## INSTRUCTIONS TO FOLLOW
Exact copies are required of the lines from the line containing "of the distant" through the final line of the listing, both included, and of no other lines.

## DATA
--------------------------------------------------
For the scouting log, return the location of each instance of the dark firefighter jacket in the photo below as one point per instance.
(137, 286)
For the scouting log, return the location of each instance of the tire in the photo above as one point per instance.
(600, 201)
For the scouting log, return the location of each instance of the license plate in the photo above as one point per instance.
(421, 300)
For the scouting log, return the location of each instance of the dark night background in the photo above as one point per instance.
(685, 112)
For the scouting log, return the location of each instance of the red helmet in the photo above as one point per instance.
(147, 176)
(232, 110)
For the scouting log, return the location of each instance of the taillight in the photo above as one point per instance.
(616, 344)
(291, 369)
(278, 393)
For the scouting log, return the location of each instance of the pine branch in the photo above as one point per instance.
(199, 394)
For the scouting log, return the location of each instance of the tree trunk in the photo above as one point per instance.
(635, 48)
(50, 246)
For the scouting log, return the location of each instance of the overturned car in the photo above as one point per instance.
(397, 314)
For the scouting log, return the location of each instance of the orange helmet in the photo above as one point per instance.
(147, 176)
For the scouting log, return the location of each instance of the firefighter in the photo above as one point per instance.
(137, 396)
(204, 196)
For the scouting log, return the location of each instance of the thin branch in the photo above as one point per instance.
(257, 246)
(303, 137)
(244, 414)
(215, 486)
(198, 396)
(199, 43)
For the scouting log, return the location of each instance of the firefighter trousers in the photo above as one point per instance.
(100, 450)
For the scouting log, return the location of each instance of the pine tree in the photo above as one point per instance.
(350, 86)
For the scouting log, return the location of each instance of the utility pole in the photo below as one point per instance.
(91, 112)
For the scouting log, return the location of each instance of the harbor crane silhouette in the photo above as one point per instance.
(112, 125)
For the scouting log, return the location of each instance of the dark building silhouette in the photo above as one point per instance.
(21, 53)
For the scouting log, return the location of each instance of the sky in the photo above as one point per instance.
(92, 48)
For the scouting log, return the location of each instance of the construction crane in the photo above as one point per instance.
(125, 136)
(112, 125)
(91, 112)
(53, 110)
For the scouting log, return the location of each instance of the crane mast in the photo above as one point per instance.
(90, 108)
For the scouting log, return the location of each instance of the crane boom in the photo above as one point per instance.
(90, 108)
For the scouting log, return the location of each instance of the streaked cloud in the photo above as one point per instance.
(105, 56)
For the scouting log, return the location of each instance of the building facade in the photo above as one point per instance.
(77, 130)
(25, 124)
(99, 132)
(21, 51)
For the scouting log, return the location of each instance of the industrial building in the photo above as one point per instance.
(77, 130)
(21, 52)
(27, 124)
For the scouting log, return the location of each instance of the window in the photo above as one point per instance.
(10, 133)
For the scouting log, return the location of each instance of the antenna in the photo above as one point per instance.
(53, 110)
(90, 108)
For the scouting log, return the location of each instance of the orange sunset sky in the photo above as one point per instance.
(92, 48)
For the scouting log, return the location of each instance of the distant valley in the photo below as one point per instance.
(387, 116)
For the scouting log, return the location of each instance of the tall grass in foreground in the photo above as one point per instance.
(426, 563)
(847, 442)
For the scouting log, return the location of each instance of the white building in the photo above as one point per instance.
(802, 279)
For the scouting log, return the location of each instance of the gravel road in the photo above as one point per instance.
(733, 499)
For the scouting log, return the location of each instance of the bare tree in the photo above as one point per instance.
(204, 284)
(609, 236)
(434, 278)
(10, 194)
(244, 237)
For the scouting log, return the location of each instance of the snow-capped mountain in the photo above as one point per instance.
--------------------------------------------------
## REPLY TO THE TASK
For the scouting log, return the location of each instance of the distant valley in the photo below as one point per instance.
(387, 116)
For the scouting log, return the location of each instance of the tall grass in foreground in the photo above as one point per instance.
(426, 563)
(847, 442)
For the scouting log, return the location of each instance of the white building in the photo above as one point per instance.
(802, 279)
For the scouting log, return the location of each instance of the gravel road in the photo above as one point per instance.
(733, 499)
For the scouting log, return the location of each instance of the bare tree in the photo above as one point per instance.
(204, 284)
(609, 236)
(434, 278)
(10, 194)
(244, 237)
For the scouting log, return the location of each instance of the snow-capped mountain in the photo above as one point per instance.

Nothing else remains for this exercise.